DESCRIPTION OF THE TASK:
The expected answer is a copy of every line in the listing that has the word "slash".

INFORMATION GIVEN:
-- -- --
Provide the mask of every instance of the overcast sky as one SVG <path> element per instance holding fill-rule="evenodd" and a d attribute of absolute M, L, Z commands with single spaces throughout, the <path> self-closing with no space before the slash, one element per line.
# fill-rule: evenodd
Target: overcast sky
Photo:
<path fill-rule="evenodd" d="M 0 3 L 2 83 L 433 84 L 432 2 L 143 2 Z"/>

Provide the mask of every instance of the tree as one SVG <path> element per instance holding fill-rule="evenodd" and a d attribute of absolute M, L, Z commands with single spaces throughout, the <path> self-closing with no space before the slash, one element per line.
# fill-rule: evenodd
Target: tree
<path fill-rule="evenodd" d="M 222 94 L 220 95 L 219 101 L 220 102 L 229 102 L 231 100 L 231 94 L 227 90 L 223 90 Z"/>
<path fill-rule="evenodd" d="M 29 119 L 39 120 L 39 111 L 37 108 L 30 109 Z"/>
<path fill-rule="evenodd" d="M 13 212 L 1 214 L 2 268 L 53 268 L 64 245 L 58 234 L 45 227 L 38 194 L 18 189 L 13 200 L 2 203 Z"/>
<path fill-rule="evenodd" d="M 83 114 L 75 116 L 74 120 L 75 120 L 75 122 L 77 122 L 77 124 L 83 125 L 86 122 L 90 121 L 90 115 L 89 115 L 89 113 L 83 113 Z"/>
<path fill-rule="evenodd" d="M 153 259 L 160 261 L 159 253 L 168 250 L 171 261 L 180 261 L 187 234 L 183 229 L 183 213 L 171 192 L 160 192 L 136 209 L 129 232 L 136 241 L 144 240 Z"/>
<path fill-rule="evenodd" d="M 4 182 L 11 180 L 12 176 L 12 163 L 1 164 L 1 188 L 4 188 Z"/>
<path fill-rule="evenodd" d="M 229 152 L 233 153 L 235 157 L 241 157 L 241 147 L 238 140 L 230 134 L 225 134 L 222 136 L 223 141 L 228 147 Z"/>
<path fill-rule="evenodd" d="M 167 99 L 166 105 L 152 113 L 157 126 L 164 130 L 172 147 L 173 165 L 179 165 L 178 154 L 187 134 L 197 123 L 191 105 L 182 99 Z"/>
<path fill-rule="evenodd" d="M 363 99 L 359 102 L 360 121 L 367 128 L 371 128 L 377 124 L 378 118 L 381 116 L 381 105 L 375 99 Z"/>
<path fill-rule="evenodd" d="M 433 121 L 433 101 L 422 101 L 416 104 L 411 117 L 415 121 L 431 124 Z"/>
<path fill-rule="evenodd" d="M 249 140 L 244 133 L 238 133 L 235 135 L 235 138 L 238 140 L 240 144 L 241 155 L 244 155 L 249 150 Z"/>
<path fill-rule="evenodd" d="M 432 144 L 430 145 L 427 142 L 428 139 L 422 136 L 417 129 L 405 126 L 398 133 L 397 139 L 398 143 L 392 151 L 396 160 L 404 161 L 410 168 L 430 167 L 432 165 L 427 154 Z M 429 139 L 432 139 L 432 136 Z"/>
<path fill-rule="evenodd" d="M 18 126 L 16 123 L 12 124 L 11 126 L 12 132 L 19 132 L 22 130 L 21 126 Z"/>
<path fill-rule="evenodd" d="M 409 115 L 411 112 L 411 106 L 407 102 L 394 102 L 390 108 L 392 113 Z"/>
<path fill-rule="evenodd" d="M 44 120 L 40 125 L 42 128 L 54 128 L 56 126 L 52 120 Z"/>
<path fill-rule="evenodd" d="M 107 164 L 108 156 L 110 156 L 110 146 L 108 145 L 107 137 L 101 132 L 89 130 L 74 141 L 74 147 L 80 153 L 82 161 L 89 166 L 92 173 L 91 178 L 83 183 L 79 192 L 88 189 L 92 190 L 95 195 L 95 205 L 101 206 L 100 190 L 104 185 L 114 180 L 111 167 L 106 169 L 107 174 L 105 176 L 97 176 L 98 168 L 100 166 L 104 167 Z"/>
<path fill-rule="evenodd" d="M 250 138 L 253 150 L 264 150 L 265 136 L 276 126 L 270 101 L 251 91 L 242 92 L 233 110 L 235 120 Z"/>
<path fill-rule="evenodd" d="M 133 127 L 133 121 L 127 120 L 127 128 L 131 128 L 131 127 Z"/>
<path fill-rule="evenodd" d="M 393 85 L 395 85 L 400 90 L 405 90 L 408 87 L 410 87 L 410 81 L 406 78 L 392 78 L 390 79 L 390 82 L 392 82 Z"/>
-- -- --
TASK OUTPUT:
Provide the mask of every instance of the overcast sky as one SVG <path> element per instance holding fill-rule="evenodd" and a d attribute of absolute M, L, Z commands with single spaces throughout, the <path> self-closing with no space before the slash, one element per line.
Provide the mask of every instance of the tree as one SVG <path> element per instance holding fill-rule="evenodd" and a d attribute of absolute M, L, Z commands with single spaces throughout, the <path> self-closing with no space before the slash, one element per line.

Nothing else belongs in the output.